Главная /
Публикации / Г.В. Кукуева. «Рассказы В.М. Шукшина: лингвотипологическое исследование»
3.1.1. Собственно рассказы-анекдоты
Данный подтип рассказов («Версия», «Дебил», «Мужик Дерябин», «Ораторский прием» и др.) характеризуется «относительно равномерным выдвижением всех жанровых признаков на разных уровнях организации текста, что наиболее адекватно первичному речевому жанру анекдота» [Никонова: 2002, с. 97].
С точки зрения формы данный подтип текста вписывается в весьма простую схему, свойственную анекдоту как жанру: в абсолютном начале дается краткая (как правило, в одно предложение) экспозиционная часть; далее следует внутренняя речь или сразу диалог (полилог); в конце — завершающая реплика персонажа (внешняя/внутренняя), иногда сопровождаемая кратким авторским заключением. Смещение кульминационного момента к концу рассказа — знаковый момент анекдотического повествования. Такое смещение, как отмечает Т.Н. Никонова, «может считаться одним из показателей адекватного воспроизведения первичного речевого жанра анекдота в рассказе-анекдоте В.М. Шукшина как вторичном речевом жанре» [Никонова: 2002, с. 82].

* **Задание 1**:
Ответьте по фрагменту о рассказах-анекдотах:
(a) Какие рассказы приведены как пример этого подтипа?
(b) Какой объем обычно имеет экспозиционная часть?
(c) Куда смещается кульминационный момент?

* **Исходные данные**:
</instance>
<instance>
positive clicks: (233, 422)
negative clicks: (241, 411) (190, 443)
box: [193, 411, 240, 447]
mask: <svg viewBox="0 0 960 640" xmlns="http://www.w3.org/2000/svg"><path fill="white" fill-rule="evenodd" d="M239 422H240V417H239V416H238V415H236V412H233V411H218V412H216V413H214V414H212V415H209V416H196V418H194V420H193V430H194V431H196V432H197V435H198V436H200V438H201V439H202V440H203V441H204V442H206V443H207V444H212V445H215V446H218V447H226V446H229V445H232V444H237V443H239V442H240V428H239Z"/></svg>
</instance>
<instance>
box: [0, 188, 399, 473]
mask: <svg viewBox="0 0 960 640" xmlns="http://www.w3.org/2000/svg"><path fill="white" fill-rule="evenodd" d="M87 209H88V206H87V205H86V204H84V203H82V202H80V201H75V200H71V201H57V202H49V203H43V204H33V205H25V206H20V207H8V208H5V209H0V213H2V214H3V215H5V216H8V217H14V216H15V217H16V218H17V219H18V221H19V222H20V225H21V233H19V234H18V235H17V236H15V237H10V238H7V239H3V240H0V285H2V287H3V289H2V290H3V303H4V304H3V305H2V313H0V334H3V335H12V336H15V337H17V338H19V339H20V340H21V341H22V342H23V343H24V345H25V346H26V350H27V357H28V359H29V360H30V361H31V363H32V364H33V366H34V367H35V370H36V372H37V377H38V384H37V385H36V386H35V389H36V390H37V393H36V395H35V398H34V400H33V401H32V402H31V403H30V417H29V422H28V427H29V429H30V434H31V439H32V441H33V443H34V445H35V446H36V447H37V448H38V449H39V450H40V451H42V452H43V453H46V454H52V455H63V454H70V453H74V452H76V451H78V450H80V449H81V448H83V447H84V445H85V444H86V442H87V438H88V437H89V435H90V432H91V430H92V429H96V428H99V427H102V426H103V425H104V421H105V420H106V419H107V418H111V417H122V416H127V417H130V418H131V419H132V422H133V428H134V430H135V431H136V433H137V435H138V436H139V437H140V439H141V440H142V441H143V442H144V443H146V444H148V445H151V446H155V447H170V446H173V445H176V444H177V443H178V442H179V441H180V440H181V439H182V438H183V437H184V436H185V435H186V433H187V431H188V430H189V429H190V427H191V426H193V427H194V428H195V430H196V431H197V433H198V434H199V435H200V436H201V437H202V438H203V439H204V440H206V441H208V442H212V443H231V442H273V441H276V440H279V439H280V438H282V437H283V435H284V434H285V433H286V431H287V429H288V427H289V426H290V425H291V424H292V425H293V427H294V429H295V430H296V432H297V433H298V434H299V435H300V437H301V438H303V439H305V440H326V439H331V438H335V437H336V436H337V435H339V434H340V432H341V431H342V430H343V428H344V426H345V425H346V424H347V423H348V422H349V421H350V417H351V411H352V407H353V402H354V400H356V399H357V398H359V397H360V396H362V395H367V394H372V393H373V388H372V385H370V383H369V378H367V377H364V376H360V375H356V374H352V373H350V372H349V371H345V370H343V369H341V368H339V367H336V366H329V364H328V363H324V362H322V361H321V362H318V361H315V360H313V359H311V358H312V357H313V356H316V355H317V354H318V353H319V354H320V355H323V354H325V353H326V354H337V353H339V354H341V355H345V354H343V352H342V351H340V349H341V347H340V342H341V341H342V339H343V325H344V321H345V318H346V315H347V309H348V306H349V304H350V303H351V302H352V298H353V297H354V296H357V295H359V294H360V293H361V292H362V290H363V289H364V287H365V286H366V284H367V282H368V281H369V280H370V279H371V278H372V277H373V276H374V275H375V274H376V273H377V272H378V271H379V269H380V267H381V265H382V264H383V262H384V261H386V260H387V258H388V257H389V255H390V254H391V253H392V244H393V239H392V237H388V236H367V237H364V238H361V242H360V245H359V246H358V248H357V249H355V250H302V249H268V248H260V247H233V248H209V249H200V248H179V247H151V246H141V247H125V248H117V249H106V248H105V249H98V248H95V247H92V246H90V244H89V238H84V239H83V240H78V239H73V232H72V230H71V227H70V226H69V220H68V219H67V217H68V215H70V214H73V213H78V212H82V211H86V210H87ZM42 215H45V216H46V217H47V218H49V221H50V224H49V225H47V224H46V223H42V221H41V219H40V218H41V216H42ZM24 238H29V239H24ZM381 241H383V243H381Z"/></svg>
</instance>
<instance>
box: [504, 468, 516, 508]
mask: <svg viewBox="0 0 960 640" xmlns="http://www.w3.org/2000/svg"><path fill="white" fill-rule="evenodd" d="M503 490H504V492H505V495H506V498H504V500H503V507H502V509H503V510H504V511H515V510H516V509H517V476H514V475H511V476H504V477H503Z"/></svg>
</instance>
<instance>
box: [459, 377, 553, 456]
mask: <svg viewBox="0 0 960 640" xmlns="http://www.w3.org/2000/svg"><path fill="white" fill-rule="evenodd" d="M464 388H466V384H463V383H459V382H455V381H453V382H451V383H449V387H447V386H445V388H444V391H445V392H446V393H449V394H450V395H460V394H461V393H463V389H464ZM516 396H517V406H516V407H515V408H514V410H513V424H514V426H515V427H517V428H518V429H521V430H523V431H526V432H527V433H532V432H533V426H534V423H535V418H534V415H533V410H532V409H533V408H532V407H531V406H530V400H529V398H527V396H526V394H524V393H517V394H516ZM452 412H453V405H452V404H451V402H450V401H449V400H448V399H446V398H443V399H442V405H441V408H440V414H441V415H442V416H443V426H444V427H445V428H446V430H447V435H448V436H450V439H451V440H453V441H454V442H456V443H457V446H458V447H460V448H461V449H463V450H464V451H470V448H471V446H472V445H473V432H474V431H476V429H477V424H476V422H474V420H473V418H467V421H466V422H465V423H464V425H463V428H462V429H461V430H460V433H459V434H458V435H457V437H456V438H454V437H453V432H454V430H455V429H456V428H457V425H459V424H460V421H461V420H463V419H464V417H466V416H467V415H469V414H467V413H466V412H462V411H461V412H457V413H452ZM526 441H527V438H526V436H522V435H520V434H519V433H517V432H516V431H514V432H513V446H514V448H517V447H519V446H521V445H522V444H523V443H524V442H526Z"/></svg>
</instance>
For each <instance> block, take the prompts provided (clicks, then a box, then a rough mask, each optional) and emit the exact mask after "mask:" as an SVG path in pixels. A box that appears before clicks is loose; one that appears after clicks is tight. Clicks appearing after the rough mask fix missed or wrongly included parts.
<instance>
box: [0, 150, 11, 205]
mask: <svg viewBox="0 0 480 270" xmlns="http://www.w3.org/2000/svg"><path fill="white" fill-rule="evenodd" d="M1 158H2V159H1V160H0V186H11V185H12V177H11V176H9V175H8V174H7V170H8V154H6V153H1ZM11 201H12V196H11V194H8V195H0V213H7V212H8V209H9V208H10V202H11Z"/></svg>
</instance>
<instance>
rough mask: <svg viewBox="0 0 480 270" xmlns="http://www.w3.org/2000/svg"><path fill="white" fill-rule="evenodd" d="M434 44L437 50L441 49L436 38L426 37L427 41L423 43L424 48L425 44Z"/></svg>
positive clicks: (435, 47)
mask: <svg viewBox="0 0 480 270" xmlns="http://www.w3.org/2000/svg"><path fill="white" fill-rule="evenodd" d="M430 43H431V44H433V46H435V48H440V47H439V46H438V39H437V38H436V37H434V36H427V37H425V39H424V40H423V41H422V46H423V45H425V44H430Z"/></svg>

...

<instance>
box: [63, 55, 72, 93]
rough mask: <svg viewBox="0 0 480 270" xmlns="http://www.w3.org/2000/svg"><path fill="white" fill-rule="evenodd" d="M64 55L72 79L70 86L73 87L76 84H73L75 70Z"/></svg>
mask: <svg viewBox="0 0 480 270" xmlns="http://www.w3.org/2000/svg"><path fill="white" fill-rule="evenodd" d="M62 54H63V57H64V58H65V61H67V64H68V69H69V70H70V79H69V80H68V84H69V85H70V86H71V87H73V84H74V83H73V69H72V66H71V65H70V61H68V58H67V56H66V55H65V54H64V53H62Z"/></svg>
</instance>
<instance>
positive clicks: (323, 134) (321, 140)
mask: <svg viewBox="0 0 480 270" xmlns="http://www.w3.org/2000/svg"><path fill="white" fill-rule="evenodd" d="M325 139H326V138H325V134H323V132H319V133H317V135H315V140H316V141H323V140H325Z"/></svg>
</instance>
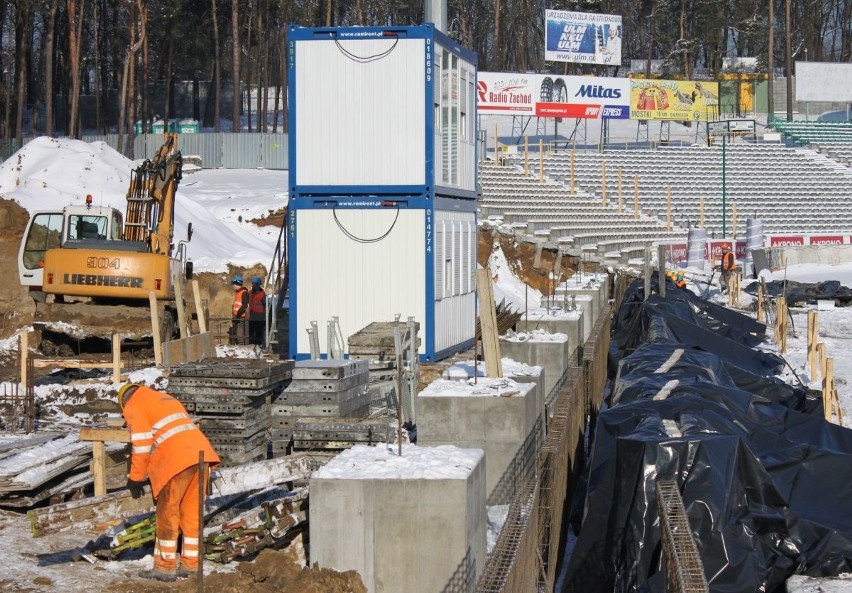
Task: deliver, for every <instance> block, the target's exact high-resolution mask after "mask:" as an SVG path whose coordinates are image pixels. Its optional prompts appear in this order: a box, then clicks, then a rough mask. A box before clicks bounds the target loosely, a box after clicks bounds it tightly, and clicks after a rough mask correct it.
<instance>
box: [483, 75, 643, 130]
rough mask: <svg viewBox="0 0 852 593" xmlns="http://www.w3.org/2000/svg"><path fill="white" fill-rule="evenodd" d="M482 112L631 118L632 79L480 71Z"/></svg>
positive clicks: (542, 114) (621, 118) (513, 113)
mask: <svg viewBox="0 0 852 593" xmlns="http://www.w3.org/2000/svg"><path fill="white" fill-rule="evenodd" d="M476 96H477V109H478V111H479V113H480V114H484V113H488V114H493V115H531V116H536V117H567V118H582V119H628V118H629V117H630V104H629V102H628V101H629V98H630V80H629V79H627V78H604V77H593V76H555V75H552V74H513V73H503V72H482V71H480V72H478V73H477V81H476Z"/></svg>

* **Задание 2**: Извлеките из записей все строки со словом «prompts». Регистр букв учитывается.

* **Результат 1**:
(a) «Версия», «Дебил», «Мужик Дерябин», «Ораторский прием».
(b) Как правило, одно предложение.
(c) К концу рассказа.

* **Результат 2**:
For each <instance> block, take the prompts provided (clicks, then a box, then a rough mask, each optional) and emit the exact mask after "mask:" as an SVG path in pixels. A box that appears before clicks is loose; one that appears after clicks is tight. Clicks appearing after the rough mask fix missed or wrongly included parts.
Task: deliver, for every <instance> block, the target's exact high-resolution mask after "mask:" as an SVG path whose coordinates are image pixels. Its optional prompts appear in this order: a box, then clicks, then a rough mask. A box before clicks bounds the target loosely, a box after clicks bounds it tightly, and clicks after a rough mask correct it.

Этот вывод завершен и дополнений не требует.